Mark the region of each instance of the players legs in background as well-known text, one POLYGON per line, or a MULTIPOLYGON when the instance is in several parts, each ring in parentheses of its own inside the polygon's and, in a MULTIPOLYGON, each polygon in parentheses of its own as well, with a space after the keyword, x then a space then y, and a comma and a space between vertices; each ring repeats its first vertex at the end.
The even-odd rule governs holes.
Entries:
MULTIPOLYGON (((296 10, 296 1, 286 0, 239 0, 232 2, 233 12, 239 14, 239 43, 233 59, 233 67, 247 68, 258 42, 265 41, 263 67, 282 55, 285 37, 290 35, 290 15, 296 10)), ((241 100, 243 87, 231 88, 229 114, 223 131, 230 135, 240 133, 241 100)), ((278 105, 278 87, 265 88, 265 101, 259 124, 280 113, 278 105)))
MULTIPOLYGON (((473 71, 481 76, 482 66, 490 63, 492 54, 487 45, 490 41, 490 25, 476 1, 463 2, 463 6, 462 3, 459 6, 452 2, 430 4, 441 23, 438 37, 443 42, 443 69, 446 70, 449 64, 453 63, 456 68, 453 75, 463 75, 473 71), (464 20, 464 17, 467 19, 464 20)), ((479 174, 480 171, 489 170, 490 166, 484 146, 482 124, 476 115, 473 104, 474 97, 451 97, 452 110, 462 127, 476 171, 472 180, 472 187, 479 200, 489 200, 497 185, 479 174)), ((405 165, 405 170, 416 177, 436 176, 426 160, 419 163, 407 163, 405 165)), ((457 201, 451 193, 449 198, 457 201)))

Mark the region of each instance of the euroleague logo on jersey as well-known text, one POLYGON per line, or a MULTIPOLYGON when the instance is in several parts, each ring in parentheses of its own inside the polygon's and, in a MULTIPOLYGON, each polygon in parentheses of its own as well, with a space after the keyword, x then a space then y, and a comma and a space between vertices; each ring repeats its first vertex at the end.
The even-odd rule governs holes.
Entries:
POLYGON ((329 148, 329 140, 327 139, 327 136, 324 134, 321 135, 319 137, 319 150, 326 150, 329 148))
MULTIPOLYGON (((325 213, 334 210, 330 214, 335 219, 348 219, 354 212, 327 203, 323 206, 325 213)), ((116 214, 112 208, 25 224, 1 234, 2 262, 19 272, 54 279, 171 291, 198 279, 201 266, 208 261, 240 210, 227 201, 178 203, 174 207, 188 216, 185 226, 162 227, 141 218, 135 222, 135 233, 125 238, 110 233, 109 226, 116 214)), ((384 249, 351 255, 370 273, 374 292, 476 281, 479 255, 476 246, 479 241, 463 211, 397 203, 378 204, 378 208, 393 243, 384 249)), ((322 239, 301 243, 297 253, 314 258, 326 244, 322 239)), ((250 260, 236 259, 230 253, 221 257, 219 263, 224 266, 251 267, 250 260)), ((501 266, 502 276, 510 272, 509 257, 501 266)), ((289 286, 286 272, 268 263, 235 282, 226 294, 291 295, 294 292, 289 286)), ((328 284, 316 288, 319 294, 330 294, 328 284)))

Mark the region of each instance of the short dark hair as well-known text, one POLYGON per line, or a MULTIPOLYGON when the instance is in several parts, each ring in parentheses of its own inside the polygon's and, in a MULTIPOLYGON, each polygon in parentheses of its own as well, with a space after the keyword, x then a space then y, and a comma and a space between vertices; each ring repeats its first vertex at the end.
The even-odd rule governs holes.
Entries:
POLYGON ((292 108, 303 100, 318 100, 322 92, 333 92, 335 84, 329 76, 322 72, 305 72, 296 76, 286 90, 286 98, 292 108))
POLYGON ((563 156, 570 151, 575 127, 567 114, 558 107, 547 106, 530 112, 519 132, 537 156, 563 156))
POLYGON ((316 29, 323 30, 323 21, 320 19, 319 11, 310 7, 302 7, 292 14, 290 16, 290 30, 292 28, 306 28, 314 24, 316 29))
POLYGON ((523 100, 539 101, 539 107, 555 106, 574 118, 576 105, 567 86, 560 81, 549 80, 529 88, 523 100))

==================================================

[What you have to do] Please reproduce the part of the listing above that opens with the line containing "Mark the region of each instance of the euroleague" and closes with the line containing "POLYGON ((329 148, 329", request lines included. Multiply every vertex coordinate in the answers by 0.5 and round each result to a whole number, with halves going up.

[Reply to the task]
Mark the region of each instance of the euroleague logo on jersey as well-known text, one POLYGON per line, or a MULTIPOLYGON when the instance is in several parts, each ring in parentheses of its own inside the polygon's and, in a MULTIPOLYGON, each polygon in parentheses of its own as well, with a space after the keyword, x then a space then y, and a comma and a space between vertices; each ring repeats its first vertex at the end.
The even-odd rule governs holes.
Entries:
POLYGON ((165 74, 165 70, 164 70, 164 68, 162 67, 161 68, 160 69, 160 75, 163 75, 165 74))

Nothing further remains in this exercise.